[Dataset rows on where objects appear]
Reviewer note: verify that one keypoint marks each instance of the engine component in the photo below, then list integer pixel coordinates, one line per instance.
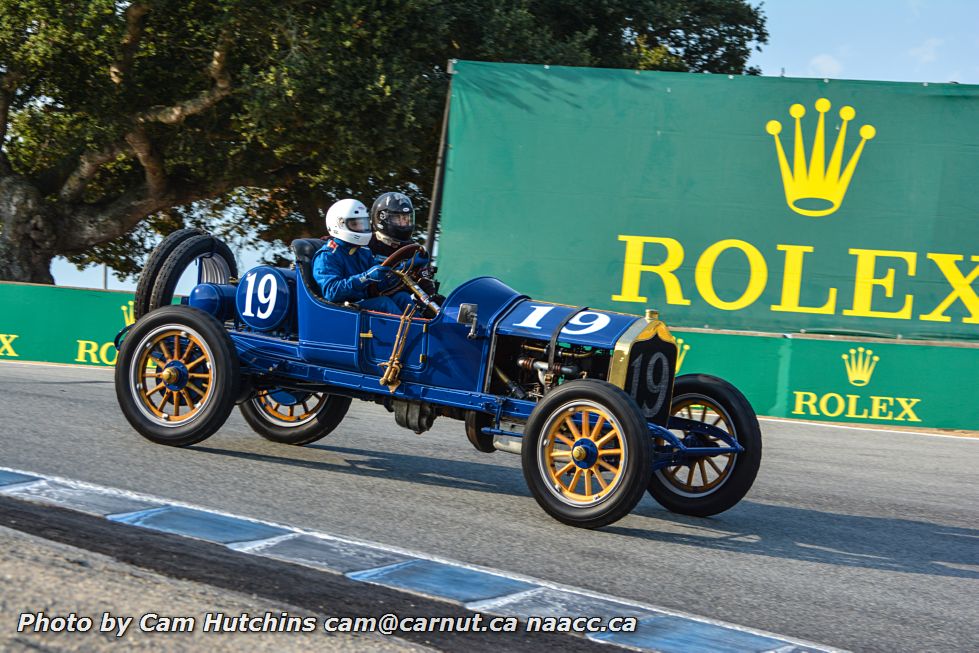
(541, 366)
(515, 389)
(475, 422)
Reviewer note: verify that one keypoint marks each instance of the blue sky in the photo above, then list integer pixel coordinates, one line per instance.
(888, 40)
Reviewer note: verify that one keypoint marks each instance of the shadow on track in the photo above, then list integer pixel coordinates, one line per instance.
(425, 470)
(887, 544)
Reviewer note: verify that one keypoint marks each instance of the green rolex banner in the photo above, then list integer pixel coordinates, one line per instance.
(801, 377)
(733, 202)
(61, 325)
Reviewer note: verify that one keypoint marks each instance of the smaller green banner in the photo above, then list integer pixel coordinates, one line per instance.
(822, 378)
(61, 325)
(817, 378)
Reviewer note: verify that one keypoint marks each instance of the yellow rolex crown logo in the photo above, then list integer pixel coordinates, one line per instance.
(817, 189)
(128, 314)
(860, 364)
(681, 352)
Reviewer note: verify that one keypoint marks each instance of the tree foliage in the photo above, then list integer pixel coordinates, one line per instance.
(122, 120)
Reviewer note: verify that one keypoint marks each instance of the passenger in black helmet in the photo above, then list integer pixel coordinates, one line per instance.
(393, 222)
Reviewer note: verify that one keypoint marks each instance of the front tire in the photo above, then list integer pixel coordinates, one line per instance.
(177, 376)
(587, 453)
(295, 418)
(708, 485)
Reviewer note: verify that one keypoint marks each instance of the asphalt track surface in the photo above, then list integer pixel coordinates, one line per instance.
(860, 539)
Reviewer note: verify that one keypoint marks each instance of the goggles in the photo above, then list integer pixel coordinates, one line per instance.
(359, 225)
(399, 219)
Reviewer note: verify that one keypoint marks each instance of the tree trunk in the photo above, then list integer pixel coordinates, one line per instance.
(28, 232)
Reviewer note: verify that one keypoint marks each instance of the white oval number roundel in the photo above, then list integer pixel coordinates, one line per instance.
(590, 322)
(267, 287)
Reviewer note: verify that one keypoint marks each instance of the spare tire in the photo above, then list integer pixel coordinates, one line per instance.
(151, 269)
(216, 260)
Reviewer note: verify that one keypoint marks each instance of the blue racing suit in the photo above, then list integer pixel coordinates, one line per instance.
(339, 268)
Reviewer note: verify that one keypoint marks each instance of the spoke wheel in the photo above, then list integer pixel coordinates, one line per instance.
(172, 376)
(704, 474)
(294, 417)
(587, 453)
(707, 485)
(583, 453)
(177, 376)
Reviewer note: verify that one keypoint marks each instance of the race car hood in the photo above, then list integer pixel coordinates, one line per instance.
(579, 325)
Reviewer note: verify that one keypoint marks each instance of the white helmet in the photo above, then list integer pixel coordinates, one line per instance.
(349, 221)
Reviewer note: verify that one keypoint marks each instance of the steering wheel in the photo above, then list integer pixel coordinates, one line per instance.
(405, 280)
(402, 254)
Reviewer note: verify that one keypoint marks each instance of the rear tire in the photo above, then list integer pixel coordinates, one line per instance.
(177, 358)
(709, 399)
(587, 477)
(272, 421)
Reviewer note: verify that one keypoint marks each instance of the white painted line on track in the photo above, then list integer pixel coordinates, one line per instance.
(255, 547)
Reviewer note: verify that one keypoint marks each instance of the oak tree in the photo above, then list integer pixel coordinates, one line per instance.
(122, 120)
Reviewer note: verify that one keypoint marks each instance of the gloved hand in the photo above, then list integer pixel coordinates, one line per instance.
(377, 274)
(418, 261)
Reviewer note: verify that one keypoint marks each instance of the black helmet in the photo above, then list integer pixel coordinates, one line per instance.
(393, 218)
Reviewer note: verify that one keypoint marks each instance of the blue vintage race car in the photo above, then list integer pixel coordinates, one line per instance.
(589, 398)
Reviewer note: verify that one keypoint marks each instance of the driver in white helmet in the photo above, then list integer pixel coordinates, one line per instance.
(344, 269)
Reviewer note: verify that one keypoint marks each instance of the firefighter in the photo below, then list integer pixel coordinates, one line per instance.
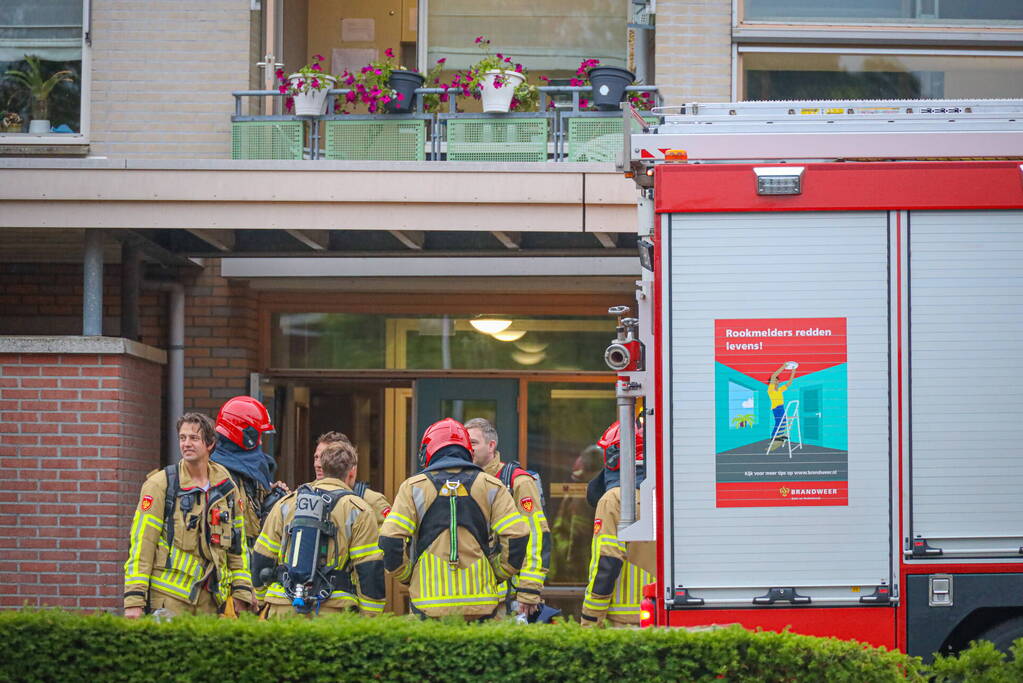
(618, 571)
(376, 500)
(453, 574)
(240, 425)
(527, 588)
(345, 571)
(187, 548)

Job
Leave out the pictures and copy everything else in the records word for word.

Reply to the exercise
Reviewer note: verify that one keypoint marks each instance of the engine component in the photo below, then list integer pixel coordinates, one line per instance.
(541, 366)
(515, 389)
(475, 422)
Reviewer note: verify that one keypoint marks each instance of the blue sky in the photo above, then list integer pixel coordinates, one line per instance.
(888, 40)
Reviewer note: verify that one keypoint marks each instance of the shadow on track in the photo above, then list integer pixel coordinates, one line per instance.
(425, 470)
(887, 544)
Reviewer note: verify that one keypoint marks each instance of the green rolex banner in the photo above, then list integer pixel coordinates, one line per instance.
(801, 377)
(733, 202)
(61, 325)
Reviewer note: verify that one keypoint marks each instance of the smaller green banner in the photo above, then list integer pixel coordinates, one line per instance.
(822, 378)
(61, 325)
(817, 378)
Reviewer note: verify that one keypoint marks each instance of the yellow rolex crown logo in the photo above, then list integer pixel coordinates, one line per instance.
(817, 189)
(128, 314)
(860, 364)
(681, 352)
Reviewer note: verify that one keypoint marks each instance of the tree foliage in the photo above, then list integer pixel coordinates, one line per instance.
(122, 120)
Reviewer note: verify that one keypoint marks each instance of the passenger in black helmet in the photo above, then list integer pixel coordinates, one line per instance.
(393, 222)
Reviewer note: verify that one keypoint marks each instance of the front tire in the photo above, then list integer pixel coordinates, one line per instance.
(177, 376)
(587, 453)
(295, 418)
(708, 485)
Reviewer note: verify that one keypoint marks each instance of the asphalt track surface in the photo above, then list integer pixel coordinates, one line per instance.
(860, 539)
Reviewer note: verify that one keypoint marks each instance of the goggles in the photo above, then list integer pixel coordinates, one line per instance.
(359, 225)
(399, 219)
Reviewer note: verify that one keypoint marks each instance of the tree trunk in the photo above, then list integer pixel coordinates, one line per instance.
(28, 232)
Reviewer note: verify that one keypoint marks each instance of the white oval number roundel in the photo above, then list integer pixel coordinates, one line per instance.
(590, 322)
(267, 287)
Reviewer note: verify that one keypoint marks each instance of the spare tire in the photo above, then list integer pixel coordinates, one line per instance.
(151, 269)
(216, 260)
Reviewer note: verify that one keypoint marks each instance of the blue racing suit in the photo above, then list integer pixel coordinates, one line per instance.
(339, 268)
Reviewer note: verify that one keypoint marks each instance of the spoke wheel in the photo above, then list integer pixel coordinates, one line per instance.
(172, 376)
(704, 474)
(294, 417)
(587, 453)
(707, 485)
(583, 453)
(177, 376)
Reviewer note: verify that one keypoint marks each instance of the race car hood in the photo above, then list integer pixel coordinates, one line per instance.
(579, 325)
Reviewer note: verify that one keypoint marks each instance of the white helmet in the photo above, then list integer pixel coordinates, one line per instance.
(349, 221)
Reviewer note: verify that one keypoint marks each instance of the steering wheel in the photo above, then list integer pixel coordinates, one line per instance.
(405, 280)
(402, 254)
Reviewer note: verify that one keypoint marks each instance of the rear tire in the photo above, then list integer pixel coordinates, one line per instance.
(177, 358)
(709, 399)
(587, 477)
(272, 421)
Reviewer note: verify that one keypoint marks each instance of the white painted line on track in the photo above, then list integer pixel coordinates, one line per instance.
(255, 547)
Reviewer note: verify that one keypoint marks each instance of the oak tree in the photo above, then list integer pixel coordinates, one line per instance.
(122, 120)
Reviewer note: verify that one keypoint marks each instance of the gloved hand in the photo above, then list integer pixel coordinates, one line per instance.
(377, 274)
(418, 261)
Reviewer note: verify that one keypoint marks each instance of the black helmet in the photo above, then list integer pixel coordinates, one line per instance.
(393, 218)
Reviewer note: verify that one keypoint marks each instance of the blue vintage race car in the photo above, then list integer pixel coordinates, one line per instance.
(589, 398)
Reviewer note: verify that one keypoint marks each instance of the driver in white helmet in the photo above, then list integer pixel coordinates, one line per instance.
(344, 269)
Reviewer note: verify that one keypoint marks each instance of the firefighter in the photo below, then list integer pixel coordinates, one line per instance.
(618, 571)
(376, 500)
(453, 574)
(240, 425)
(527, 588)
(345, 571)
(187, 548)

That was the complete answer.